SHORT PROBLEM: Leave out any picture and return the remaining listing below exactly as given.

####

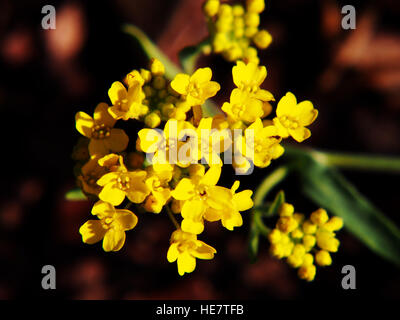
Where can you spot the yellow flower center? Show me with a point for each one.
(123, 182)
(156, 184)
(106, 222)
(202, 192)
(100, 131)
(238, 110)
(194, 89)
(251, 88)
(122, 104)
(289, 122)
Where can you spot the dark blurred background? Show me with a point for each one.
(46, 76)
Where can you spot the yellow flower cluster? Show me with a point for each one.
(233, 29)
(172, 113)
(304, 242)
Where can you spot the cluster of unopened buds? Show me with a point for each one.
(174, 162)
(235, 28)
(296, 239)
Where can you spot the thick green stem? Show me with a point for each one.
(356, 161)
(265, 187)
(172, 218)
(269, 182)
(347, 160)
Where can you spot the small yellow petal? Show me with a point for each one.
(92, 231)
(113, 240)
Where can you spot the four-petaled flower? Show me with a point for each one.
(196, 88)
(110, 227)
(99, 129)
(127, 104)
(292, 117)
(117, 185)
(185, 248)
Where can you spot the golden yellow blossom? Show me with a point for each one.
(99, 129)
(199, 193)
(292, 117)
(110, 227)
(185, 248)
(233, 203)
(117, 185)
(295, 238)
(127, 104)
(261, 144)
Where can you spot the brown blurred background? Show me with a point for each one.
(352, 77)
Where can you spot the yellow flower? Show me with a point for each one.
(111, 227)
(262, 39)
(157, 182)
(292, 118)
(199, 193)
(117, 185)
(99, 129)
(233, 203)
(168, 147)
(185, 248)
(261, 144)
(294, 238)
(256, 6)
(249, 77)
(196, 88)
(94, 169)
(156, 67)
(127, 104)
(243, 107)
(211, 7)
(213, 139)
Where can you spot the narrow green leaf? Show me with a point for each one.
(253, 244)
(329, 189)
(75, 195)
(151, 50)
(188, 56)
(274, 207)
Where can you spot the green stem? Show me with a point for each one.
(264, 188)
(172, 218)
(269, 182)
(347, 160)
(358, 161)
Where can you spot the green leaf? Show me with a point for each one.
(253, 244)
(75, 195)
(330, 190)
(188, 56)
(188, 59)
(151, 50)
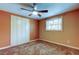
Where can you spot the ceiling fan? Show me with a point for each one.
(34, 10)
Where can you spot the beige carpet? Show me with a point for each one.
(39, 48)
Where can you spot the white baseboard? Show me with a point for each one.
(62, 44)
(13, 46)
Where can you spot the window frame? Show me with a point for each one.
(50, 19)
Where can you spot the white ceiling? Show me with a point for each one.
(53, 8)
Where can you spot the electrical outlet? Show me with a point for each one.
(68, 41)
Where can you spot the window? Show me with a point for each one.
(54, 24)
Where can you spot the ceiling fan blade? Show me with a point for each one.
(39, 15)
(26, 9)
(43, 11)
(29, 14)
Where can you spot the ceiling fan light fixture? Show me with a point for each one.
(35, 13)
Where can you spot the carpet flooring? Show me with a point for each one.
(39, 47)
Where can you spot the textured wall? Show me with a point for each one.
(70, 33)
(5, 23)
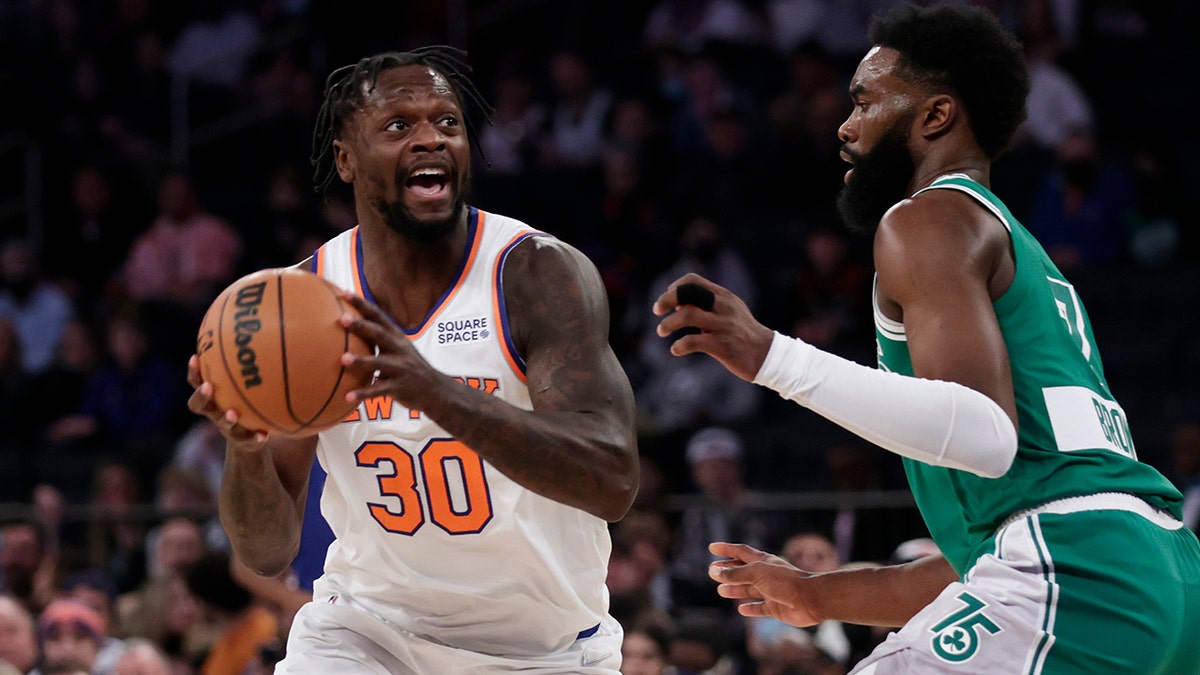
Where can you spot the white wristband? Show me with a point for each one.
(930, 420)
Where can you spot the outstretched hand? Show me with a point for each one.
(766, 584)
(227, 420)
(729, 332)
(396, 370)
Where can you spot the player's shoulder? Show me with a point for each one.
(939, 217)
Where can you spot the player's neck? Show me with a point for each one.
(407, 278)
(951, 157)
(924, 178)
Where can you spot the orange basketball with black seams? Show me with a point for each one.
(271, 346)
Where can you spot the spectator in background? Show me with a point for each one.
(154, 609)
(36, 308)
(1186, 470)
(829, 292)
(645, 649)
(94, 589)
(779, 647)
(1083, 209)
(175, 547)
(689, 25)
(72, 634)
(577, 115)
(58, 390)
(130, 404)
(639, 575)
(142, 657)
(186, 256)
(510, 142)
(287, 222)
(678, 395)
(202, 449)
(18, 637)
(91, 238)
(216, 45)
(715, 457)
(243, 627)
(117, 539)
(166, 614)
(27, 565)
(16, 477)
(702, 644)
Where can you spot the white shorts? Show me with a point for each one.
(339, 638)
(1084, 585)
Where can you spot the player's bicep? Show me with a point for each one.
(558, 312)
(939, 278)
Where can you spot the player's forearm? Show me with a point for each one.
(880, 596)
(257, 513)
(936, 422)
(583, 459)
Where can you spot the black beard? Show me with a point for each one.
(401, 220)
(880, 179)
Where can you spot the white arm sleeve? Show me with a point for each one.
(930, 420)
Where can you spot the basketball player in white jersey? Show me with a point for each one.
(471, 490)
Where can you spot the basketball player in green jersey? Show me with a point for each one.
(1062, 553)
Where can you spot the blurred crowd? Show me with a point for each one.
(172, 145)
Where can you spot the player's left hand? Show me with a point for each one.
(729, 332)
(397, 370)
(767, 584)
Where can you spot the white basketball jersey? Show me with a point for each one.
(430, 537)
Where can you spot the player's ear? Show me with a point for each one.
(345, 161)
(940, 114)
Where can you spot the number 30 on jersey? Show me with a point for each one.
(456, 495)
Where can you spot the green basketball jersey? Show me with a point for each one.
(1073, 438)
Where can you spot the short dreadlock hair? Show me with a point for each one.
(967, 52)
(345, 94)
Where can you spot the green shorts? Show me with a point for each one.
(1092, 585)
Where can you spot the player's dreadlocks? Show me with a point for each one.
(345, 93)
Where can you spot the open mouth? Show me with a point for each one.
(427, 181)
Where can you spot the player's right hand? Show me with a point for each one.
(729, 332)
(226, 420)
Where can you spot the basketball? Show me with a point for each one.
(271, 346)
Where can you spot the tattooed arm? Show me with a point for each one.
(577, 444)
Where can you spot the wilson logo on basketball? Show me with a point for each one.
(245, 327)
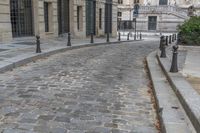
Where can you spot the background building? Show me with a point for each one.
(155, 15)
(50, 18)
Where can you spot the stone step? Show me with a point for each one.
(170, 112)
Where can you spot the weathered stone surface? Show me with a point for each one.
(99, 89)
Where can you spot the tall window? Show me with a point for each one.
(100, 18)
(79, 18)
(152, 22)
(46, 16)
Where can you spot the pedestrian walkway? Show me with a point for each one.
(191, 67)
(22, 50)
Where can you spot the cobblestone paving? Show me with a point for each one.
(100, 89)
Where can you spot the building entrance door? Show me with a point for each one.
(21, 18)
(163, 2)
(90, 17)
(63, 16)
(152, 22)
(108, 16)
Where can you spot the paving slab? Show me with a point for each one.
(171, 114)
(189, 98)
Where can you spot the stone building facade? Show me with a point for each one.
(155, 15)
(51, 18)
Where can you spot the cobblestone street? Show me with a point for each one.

####

SOLUTION TO THE PROBLEM:
Where can you spot the yellow flower center? Show me with a point for each one.
(123, 182)
(156, 184)
(106, 222)
(202, 192)
(100, 131)
(238, 110)
(194, 89)
(251, 88)
(122, 104)
(289, 122)
Where can you spot the dark blurred background? Show me with a point for each one.
(46, 76)
Where can you spot the yellow flower cluster? Show me with a point for each one.
(233, 29)
(172, 113)
(304, 242)
Where can you spot the cluster of unopened buds? Show me with a point for each one.
(174, 162)
(235, 28)
(296, 239)
Where can you spot the thick green stem? Show me with a point for each one.
(356, 161)
(265, 187)
(172, 218)
(269, 182)
(347, 160)
Where can you spot the small yellow petal? Show me with a point for each one.
(92, 231)
(113, 240)
Where can you spot the four-petaled flower? Show me with a point for each one.
(196, 88)
(110, 227)
(99, 129)
(127, 104)
(292, 117)
(117, 185)
(185, 248)
Where can you spot the golden yellow blossom? Show me with a point for each one.
(99, 129)
(199, 193)
(292, 117)
(110, 227)
(185, 248)
(233, 203)
(117, 185)
(295, 238)
(127, 104)
(261, 144)
Where can you spot the brown blurred background? Show me with a point for each one.
(352, 77)
Where can you spot the yellow flower? Show me with a point for each one.
(111, 227)
(262, 39)
(157, 182)
(292, 118)
(199, 193)
(117, 185)
(99, 129)
(233, 203)
(168, 147)
(185, 248)
(261, 144)
(294, 238)
(256, 6)
(249, 77)
(196, 88)
(94, 169)
(156, 67)
(127, 104)
(243, 107)
(211, 7)
(213, 139)
Where can you spot the narrow green leaf? Show me with a point for each one.
(253, 244)
(329, 189)
(75, 195)
(151, 50)
(188, 56)
(274, 207)
Where can you spot the green stem? Show me with a point for each one.
(264, 188)
(172, 218)
(269, 182)
(347, 160)
(358, 161)
Where can you spot the green leaf? Show me with a point for each one.
(253, 244)
(75, 195)
(330, 190)
(188, 56)
(188, 59)
(151, 50)
Where can you spot the ceiling fan? Show me with a point for each one.
(34, 10)
Where can you spot the beige carpet? Show me with a point for each one.
(39, 48)
Where can you spot the white baseboard? Show me with a point for each one.
(62, 44)
(13, 46)
Where can you spot the window frame? Show me with a point for each one.
(50, 19)
Where can you spot the white ceiling? Show me with a point for each one.
(53, 8)
Where can you spot the electrical outlet? Show me with a point for each one.
(68, 41)
Where can you spot the window? Show me with a point for each one.
(54, 24)
Where can you spot the ceiling fan blade? Show me with a point for each one.
(39, 15)
(26, 9)
(43, 11)
(29, 14)
Where can you spot the ceiling fan light fixture? Show me with a point for each one.
(35, 13)
Where can you spot the carpet flooring? Show me with a point for each one.
(39, 47)
Where can you spot the textured wall? Show me with a point for each one.
(70, 33)
(5, 23)
Where can you spot the white wristband? Show me with a point for each one.
(930, 420)
Where can you spot the outstretched hand? Show me with a point for each one.
(766, 584)
(227, 420)
(729, 332)
(396, 370)
Where can you spot the player's shoulder? Show me with a point for each one.
(939, 217)
Where can you spot the player's neck? Show me with a point for each one.
(407, 278)
(951, 157)
(924, 178)
Where can you spot the orange basketball with black seams? Show me with a point for each one.
(271, 346)
Where can you spot the spectator in background? Show me with a point for each one.
(154, 609)
(36, 308)
(1186, 470)
(829, 292)
(645, 649)
(94, 589)
(779, 647)
(1083, 209)
(175, 547)
(689, 25)
(72, 634)
(577, 115)
(58, 390)
(130, 404)
(639, 575)
(142, 657)
(186, 256)
(510, 142)
(287, 222)
(678, 395)
(202, 449)
(18, 637)
(91, 238)
(216, 45)
(715, 457)
(243, 627)
(117, 539)
(166, 614)
(27, 565)
(16, 477)
(702, 644)
Where can you spot the white shorts? Show me with a point for each one.
(339, 638)
(1084, 585)
Where can you spot the player's bicep? Show me with a point for each one.
(558, 312)
(939, 278)
Where can you spot the player's forearm? Show me with a point for each one.
(880, 596)
(257, 513)
(936, 422)
(583, 459)
Where can you spot the black beard? Show me with a point for each one.
(401, 220)
(880, 179)
Where can you spot the white arm sleeve? Show me with a point for each one.
(930, 420)
Where can you spot the basketball player in white jersey? Show me with a point for each one.
(471, 490)
Where can you spot the basketball player in green jersey? Show me with a point for each one.
(1062, 553)
Where can you spot the blurred crowd? Show me with a point for each one.
(172, 145)
Where can you spot the player's left hand? Show me with a point for each one.
(729, 332)
(397, 370)
(767, 584)
Where can you spot the white basketball jersey? Show me with a point for each one.
(430, 537)
Where can you spot the player's ear? Show me with a point for each one.
(345, 161)
(940, 114)
Where can you spot the number 30 on jersey? Show me with a point for each one.
(456, 495)
Where can you spot the green basketball jersey? Show me with a point for each one.
(1073, 438)
Where can you spot the short dreadlock hair? Show me with a point for each one.
(967, 52)
(345, 94)
Where can you spot the green shorts? Show me with a point for each one.
(1092, 585)
Where can you spot the player's dreadlocks? Show me with a point for each one.
(345, 93)
Where can you spot the open mouth? Show me with a point for each one.
(427, 181)
Where can you spot the player's right hand? Show me with a point for each one.
(729, 332)
(226, 420)
Where can you spot the basketball? Show me with a point for each one.
(271, 346)
Where can you spot the tattooed arm? Show me with a point for each one.
(577, 444)
Where can you spot the wilson logo on basketball? Show me with a point for each one.
(245, 327)
Where can you spot the background building? Show me with a point for each one.
(155, 15)
(50, 18)
Where can you spot the stone step? Show me with a point for each one.
(170, 112)
Where can you spot the weathered stone surface? Show me with a point for each one.
(99, 89)
Where can you spot the tall window? Show me with a point for each one.
(100, 18)
(79, 18)
(152, 22)
(46, 16)
Where can you spot the pedestrian walkway? Show me with a point for each one.
(191, 67)
(22, 50)
Where can you spot the cobblestone paving? Show me with a point for each one.
(100, 89)
Where can you spot the building entrance door? Show me with a point for each one.
(21, 18)
(163, 2)
(90, 17)
(63, 16)
(152, 22)
(108, 16)
Where can you spot the paving slab? Show me with a point for each one.
(171, 114)
(189, 98)
Where can you spot the stone building facade? Show me with a point for each one.
(155, 15)
(51, 18)
Where can you spot the cobblestone street? Show me with a point for each one.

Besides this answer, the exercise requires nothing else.